Considérant qu'en application de l'article L. 512-4 du code de l'entrée et du séjour des étrangers et du droit d'asile, aux termes duquel : Si l'arrêté de reconduite à la frontière est annulé, (...) l'étranger est muni d'une autorisation provisoire de séjour jusqu'à ce que l'autorité administrative ait à nouveau statué sur son cas, il incombe au préfet, à la suite de l'annulation d'un arrêté de reconduite à la frontière, de munir l'intéressé d'une autorisation provisoire de séjour et, qu'il ait été ou non saisi d'une demande en ce sens, de se prononcer sur son droit à un titre de séjour ; qu'il y a lieu, en conséquence, de faire droit aux conclusions à fin d'injonction présentées par Mme X et de prescrire au préfet des Hauts-de-Seine de réexaminer sa situation dans un délai de deux mois à compter de la notification du présent arrêt ;

Sur les conclusions tendant à l'application de l'article L. 761-1 du code de justice administrative :

Considérant que, dans les circonstances de l'espèce, il y a lieu de condamner l'Etat à verser à Mme X la somme de 1 500 euros qu'elle demande au titre des frais exposés et non compris dans les dépens ;

D E C I D E

Article 1er : Le jugement n° 0508158, en date du 4 octobre 2005, du magistrat délégué par le président du Tribunal administratif de Versailles et l'arrêté du 15 septembre 2005 du préfet des Hauts-de-Seine décidant la reconduite à la frontière de Mme X sont annulés.

:: Entrées extraites ::

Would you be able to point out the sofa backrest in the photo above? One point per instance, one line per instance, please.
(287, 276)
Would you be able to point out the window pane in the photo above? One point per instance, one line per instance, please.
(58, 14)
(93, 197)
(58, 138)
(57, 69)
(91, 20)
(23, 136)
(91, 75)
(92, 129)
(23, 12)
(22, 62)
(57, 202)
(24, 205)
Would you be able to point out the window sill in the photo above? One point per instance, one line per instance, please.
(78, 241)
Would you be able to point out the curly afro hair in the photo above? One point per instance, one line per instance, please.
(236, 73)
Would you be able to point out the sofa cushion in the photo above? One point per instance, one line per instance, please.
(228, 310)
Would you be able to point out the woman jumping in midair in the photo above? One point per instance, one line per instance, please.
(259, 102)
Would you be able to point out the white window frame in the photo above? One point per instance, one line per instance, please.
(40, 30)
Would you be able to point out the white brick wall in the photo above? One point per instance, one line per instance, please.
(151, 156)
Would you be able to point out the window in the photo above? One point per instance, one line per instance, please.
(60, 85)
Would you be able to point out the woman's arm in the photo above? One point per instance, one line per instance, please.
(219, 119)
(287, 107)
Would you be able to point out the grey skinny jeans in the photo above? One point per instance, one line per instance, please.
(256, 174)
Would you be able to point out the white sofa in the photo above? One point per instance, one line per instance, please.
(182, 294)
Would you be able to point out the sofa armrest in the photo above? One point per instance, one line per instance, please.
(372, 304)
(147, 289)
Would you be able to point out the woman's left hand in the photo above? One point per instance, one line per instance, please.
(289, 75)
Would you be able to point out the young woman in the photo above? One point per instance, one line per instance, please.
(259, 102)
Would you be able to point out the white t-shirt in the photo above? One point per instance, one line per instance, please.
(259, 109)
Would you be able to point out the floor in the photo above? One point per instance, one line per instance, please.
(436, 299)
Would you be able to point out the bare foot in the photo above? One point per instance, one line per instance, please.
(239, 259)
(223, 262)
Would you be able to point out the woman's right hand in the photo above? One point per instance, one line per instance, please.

:: Travail demandé ::
- a) Recopiez mot pour mot l'extrait d'arrêt sur la reconduite à la frontière, en entier.
- b) Repérez dans les entrées toutes les lignes où figure la chaîne « window » et recopiez-les, en respectant la casse.

:: Exercices corrigés ::
- a)
Considérant qu'en application de l'article L. 512-4 du code de l'entrée et du séjour des étrangers et du droit d'asile, aux termes duquel : Si l'arrêté de reconduite à la frontière est annulé, (...) l'étranger est muni d'une autorisation provisoire de séjour jusqu'à ce que l'autorité administrative ait à nouveau statué sur son cas, il incombe au préfet, à la suite de l'annulation d'un arrêté de reconduite à la frontière, de munir l'intéressé d'une autorisation provisoire de séjour et, qu'il ait été ou non saisi d'une demande en ce sens, de se prononcer sur son droit à un titre de séjour ; qu'il y a lieu, en conséquence, de faire droit aux conclusions à fin d'injonction présentées par Mme X et de prescrire au préfet des Hauts-de-Seine de réexaminer sa situation dans un délai de deux mois à compter de la notification du présent arrêt ;

Sur les conclusions tendant à l'application de l'article L. 761-1 du code de justice administrative :

Considérant que, dans les circonstances de l'espèce, il y a lieu de condamner l'Etat à verser à Mme X la somme de 1 500 euros qu'elle demande au titre des frais exposés et non compris dans les dépens ;

D E C I D E

Article 1er : Le jugement n° 0508158, en date du 4 octobre 2005, du magistrat délégué par le président du Tribunal administratif de Versailles et l'arrêté du 15 septembre 2005 du préfet des Hauts-de-Seine décidant la reconduite à la frontière de Mme X sont annulés.

- b)
Would you be able to point out the window pane in the photo above? One point per instance, one line per instance, please.
Would you be able to point out the window sill in the photo above? One point per instance, one line per instance, please.
Would you be able to point out the white window frame in the photo above? One point per instance, one line per instance, please.
Would you be able to point out the window in the photo above? One point per instance, one line per instance, please.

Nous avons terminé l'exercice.